WHAT NEEDS TO BE DONE>
For each record here, output an exact copy.

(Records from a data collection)
== Segment start ==

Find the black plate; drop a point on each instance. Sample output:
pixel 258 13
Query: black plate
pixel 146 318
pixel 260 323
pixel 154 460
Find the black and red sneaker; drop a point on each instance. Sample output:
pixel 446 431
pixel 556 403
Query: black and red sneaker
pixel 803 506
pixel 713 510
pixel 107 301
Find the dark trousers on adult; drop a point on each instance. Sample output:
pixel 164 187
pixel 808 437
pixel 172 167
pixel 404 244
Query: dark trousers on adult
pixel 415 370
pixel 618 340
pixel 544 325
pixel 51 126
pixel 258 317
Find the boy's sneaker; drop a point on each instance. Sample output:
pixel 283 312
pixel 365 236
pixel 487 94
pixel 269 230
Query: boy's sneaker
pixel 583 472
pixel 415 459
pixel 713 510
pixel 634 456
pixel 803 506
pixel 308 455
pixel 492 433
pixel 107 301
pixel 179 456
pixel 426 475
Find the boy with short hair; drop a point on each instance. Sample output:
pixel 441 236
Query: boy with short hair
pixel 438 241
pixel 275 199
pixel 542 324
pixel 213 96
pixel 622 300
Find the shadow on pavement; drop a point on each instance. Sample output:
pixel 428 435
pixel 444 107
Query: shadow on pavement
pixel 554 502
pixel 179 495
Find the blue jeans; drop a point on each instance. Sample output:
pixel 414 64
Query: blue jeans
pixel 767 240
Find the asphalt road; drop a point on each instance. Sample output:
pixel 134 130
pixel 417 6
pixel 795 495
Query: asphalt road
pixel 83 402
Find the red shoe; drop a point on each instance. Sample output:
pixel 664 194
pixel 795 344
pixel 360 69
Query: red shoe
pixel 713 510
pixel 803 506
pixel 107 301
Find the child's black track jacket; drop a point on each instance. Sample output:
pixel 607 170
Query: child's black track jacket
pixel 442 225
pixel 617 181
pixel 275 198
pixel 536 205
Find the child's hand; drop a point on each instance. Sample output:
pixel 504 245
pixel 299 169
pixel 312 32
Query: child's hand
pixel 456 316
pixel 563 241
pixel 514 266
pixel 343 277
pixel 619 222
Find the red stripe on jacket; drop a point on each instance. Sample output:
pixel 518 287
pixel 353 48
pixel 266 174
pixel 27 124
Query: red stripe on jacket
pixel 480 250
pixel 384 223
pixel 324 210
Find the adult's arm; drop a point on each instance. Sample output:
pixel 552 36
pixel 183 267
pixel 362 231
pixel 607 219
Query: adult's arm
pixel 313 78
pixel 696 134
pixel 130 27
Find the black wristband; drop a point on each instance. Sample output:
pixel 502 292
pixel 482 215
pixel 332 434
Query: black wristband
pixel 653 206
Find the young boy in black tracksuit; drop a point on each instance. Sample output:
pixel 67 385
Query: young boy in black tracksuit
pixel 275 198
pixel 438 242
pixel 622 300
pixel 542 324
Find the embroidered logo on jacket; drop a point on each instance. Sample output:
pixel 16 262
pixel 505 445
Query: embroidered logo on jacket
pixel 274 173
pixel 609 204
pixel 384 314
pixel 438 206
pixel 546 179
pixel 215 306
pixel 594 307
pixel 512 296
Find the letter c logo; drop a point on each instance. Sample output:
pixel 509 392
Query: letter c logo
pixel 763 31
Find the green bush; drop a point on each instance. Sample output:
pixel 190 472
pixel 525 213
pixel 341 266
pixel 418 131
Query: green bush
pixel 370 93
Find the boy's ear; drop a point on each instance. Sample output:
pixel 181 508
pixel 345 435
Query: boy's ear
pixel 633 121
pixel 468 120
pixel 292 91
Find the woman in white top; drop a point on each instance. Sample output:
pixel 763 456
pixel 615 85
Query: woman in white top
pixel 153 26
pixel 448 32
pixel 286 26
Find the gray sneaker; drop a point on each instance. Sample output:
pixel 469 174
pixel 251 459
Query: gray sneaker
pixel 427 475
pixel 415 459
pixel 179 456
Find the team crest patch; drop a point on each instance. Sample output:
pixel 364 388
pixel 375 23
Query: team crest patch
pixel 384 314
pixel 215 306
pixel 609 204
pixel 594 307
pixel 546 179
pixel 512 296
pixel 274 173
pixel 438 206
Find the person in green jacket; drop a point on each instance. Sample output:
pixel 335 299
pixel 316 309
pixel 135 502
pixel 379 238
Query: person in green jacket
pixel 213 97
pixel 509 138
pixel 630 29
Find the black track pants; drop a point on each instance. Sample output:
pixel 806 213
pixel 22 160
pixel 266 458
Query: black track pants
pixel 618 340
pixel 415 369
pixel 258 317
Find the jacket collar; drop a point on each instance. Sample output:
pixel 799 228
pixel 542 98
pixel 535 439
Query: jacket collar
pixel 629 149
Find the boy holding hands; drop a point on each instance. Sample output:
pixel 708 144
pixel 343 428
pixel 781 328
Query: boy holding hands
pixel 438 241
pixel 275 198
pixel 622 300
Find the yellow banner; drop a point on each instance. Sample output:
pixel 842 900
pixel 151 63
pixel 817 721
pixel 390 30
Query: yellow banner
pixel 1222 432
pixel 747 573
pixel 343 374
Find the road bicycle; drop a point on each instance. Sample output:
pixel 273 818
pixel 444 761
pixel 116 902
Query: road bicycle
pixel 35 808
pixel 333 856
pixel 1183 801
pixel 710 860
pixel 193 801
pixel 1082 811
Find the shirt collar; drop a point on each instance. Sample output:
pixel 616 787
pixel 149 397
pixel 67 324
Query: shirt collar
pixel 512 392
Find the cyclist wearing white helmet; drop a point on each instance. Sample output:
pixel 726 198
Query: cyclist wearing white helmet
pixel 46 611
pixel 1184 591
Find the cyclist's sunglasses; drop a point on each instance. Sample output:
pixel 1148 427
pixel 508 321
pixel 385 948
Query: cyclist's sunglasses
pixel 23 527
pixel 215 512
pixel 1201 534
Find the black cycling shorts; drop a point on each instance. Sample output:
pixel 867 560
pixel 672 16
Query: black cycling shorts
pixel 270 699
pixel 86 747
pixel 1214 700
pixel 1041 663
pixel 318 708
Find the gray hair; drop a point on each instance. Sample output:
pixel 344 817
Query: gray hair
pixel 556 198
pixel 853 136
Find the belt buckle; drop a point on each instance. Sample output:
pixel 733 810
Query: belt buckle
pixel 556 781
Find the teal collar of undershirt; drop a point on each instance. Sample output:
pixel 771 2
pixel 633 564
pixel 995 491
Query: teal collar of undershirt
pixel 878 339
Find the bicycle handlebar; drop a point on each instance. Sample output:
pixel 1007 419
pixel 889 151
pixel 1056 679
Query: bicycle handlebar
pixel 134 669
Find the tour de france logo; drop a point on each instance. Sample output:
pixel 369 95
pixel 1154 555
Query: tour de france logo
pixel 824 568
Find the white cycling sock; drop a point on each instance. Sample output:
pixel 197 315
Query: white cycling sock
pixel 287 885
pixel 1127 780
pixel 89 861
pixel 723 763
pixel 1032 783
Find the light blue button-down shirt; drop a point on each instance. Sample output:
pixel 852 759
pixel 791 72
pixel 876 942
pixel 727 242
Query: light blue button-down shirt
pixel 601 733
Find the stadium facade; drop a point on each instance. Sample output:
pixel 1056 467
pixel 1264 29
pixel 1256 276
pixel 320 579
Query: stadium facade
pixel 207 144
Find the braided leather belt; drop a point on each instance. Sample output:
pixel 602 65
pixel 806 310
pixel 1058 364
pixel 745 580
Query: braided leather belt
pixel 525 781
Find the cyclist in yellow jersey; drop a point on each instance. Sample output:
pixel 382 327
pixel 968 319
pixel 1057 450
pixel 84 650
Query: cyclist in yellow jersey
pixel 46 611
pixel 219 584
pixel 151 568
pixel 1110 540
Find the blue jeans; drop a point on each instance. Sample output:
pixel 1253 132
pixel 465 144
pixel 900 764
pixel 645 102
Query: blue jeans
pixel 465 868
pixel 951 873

== Segment end ==

EXPECTED OUTPUT>
Find the black plate; drop a point on each instance. Sample output:
pixel 258 13
Query: black plate
pixel 146 318
pixel 260 323
pixel 154 460
Find the black and red sneaker; drop a point on each instance. Sample output:
pixel 446 431
pixel 556 403
Query: black and red sneaker
pixel 803 506
pixel 713 510
pixel 107 301
Find the dark trousers on adult; drop a point on each instance. Sample output:
pixel 164 187
pixel 808 437
pixel 172 167
pixel 404 244
Query: dark trousers on adult
pixel 415 370
pixel 618 340
pixel 544 325
pixel 51 126
pixel 258 317
Find the boy's sneaker; drop a point on each instance. Sample output:
pixel 283 312
pixel 365 236
pixel 487 94
pixel 269 230
Query: boy's sneaker
pixel 583 472
pixel 415 459
pixel 713 510
pixel 634 456
pixel 803 506
pixel 308 455
pixel 492 433
pixel 107 301
pixel 179 456
pixel 426 475
Find the boy with short hair; drop a point on each instance. Sample output:
pixel 441 236
Query: boy with short hair
pixel 438 241
pixel 275 199
pixel 542 324
pixel 213 96
pixel 622 300
Find the shadow on pavement; drop a point on each instance. Sample output:
pixel 428 435
pixel 444 107
Query: shadow on pavement
pixel 554 502
pixel 179 495
Find the blue jeans; drop a point on each instance. Sample output:
pixel 414 64
Query: blue jeans
pixel 767 240
Find the asphalt road; drop a point on each instance. Sample output:
pixel 134 130
pixel 417 6
pixel 795 495
Query: asphalt road
pixel 83 402
Find the red shoe; drop a point on each instance. Sample output:
pixel 664 194
pixel 795 344
pixel 360 69
Query: red shoe
pixel 713 510
pixel 803 506
pixel 107 301
Find the child's black track jacket; drop a point on each instance. Sample output:
pixel 607 170
Query: child's black track jacket
pixel 442 225
pixel 617 181
pixel 275 198
pixel 536 205
Find the child's hand; drop a point on each instance. Sample output:
pixel 504 245
pixel 299 169
pixel 312 32
Query: child's hand
pixel 456 316
pixel 563 241
pixel 514 266
pixel 343 277
pixel 619 222
Find the red stripe on jacket; drop a point on each instance. Sample output:
pixel 518 287
pixel 353 48
pixel 266 174
pixel 27 124
Query: red stripe on jacket
pixel 480 250
pixel 384 223
pixel 324 210
Find the adult's arm; drop a point on each instance. Sample output:
pixel 552 36
pixel 183 267
pixel 362 231
pixel 607 219
Query: adult's arm
pixel 313 78
pixel 696 134
pixel 130 27
Find the black wristband; drop a point on each instance. Sample output:
pixel 502 292
pixel 482 215
pixel 332 434
Query: black wristband
pixel 653 206
Find the young boy in black tracksuit; drop a point on each instance. Sample output:
pixel 67 385
Query: young boy in black tracksuit
pixel 275 198
pixel 438 242
pixel 622 300
pixel 542 324
Find the embroidered logo on jacket; drop a point on each instance. Sample output:
pixel 16 262
pixel 505 445
Query: embroidered logo on jacket
pixel 274 173
pixel 609 204
pixel 384 314
pixel 438 206
pixel 546 179
pixel 215 306
pixel 594 307
pixel 512 296
Find the letter c logo; drop a point on each instance. Sample output:
pixel 509 392
Query: letter c logo
pixel 763 31
Find the green bush; drop a point on each instance. Sample output:
pixel 190 472
pixel 525 213
pixel 341 266
pixel 418 131
Query: green bush
pixel 370 93
Find the boy's ear; drop a point on each instance. Sample output:
pixel 181 508
pixel 345 435
Query: boy's ear
pixel 633 121
pixel 468 120
pixel 292 91
Find the woman in white top; drop a point on each instance. Sample output:
pixel 763 456
pixel 615 85
Query: woman in white top
pixel 153 26
pixel 448 32
pixel 286 26
Find the gray sneaker; drop a point on each instance. Sample output:
pixel 469 174
pixel 251 459
Query: gray sneaker
pixel 427 475
pixel 415 459
pixel 179 456
Find the team crest patch; drop a point on each instance. Sample output:
pixel 364 388
pixel 375 23
Query: team crest patch
pixel 384 314
pixel 215 306
pixel 609 204
pixel 594 307
pixel 546 179
pixel 512 296
pixel 274 173
pixel 438 206
Find the person in green jacket; drop a point on each instance. Sample output:
pixel 335 299
pixel 316 309
pixel 135 502
pixel 379 238
Query: person in green jacket
pixel 213 97
pixel 509 138
pixel 630 29
Find the black track pants; drop a point on each instance. Sample output:
pixel 806 213
pixel 22 160
pixel 266 458
Query: black track pants
pixel 618 340
pixel 415 369
pixel 258 317
Find the jacket collar; drop a point on each instance. Sample output:
pixel 799 228
pixel 542 98
pixel 535 439
Query: jacket collar
pixel 629 149
Find the boy holding hands; drop a point on each instance. Sample output:
pixel 708 144
pixel 343 428
pixel 781 328
Query: boy holding hands
pixel 438 241
pixel 275 198
pixel 622 300
Find the yellow banner; drop a point on each instance. Sample output:
pixel 842 900
pixel 151 63
pixel 817 721
pixel 390 30
Query: yellow banner
pixel 1222 432
pixel 747 573
pixel 343 374
Find the road bicycle; drop a point on each instance. Sample output:
pixel 273 818
pixel 444 761
pixel 116 902
Query: road bicycle
pixel 35 808
pixel 333 856
pixel 1183 801
pixel 710 860
pixel 193 801
pixel 1082 811
Find the shirt collar; drop a point on each instance. Sample output:
pixel 616 787
pixel 149 397
pixel 67 324
Query: shirt collar
pixel 512 392
Find the cyclist wearing white helmet; drop a point on each instance. Sample output:
pixel 726 198
Query: cyclist wearing white helmet
pixel 46 611
pixel 1184 591
Find the cyclist's sunglasses; drop a point on each instance. Sample output:
pixel 1148 427
pixel 508 321
pixel 385 948
Query: cyclist's sunglasses
pixel 23 527
pixel 215 512
pixel 1201 534
Find the black cycling shorts; drop a point on each instance. Sample output:
pixel 867 560
pixel 672 16
Query: black cycling shorts
pixel 270 699
pixel 86 747
pixel 1214 700
pixel 1041 663
pixel 318 708
Find the gray hair; drop a point on each instance. Sample output:
pixel 344 817
Query: gray hair
pixel 556 198
pixel 853 136
Find the belt buckle; drop a point on each instance. Sample output:
pixel 733 810
Query: belt buckle
pixel 556 781
Find the teal collar of undershirt; drop a point on each instance. Sample output:
pixel 771 2
pixel 633 564
pixel 995 491
Query: teal collar of undershirt
pixel 878 339
Find the bicycle handlebar; drop a point on each instance. Sample output:
pixel 1007 419
pixel 889 151
pixel 1056 679
Query: bicycle handlebar
pixel 134 669
Find the tour de france logo; drop a point on each instance. Sample output:
pixel 369 95
pixel 1154 555
Query: tour de france logo
pixel 824 568
Find the white cycling sock; drop a point on each instance. Sample output:
pixel 197 315
Query: white cycling sock
pixel 287 885
pixel 1127 780
pixel 89 861
pixel 723 763
pixel 1032 783
Find the light blue button-down shirt; drop a point on each instance. Sample output:
pixel 852 759
pixel 791 72
pixel 876 942
pixel 727 242
Query: light blue button-down shirt
pixel 601 733
Find the stadium facade; drop a point on each instance. Sample output:
pixel 1056 467
pixel 1264 29
pixel 1256 276
pixel 320 579
Query: stadium facade
pixel 207 144
Find the braided leather belt; drop a point on each instance. Sample output:
pixel 602 65
pixel 806 310
pixel 1058 364
pixel 745 580
Query: braided leather belt
pixel 525 781
Find the cyclist in yellow jersey; drop a point on each instance. Sample output:
pixel 382 327
pixel 968 319
pixel 1057 450
pixel 84 650
Query: cyclist in yellow jersey
pixel 46 611
pixel 219 584
pixel 151 568
pixel 1110 540
Find the blue jeans; drop a point on each instance. Sample output:
pixel 1253 132
pixel 465 144
pixel 900 764
pixel 645 102
Query: blue jeans
pixel 465 868
pixel 951 873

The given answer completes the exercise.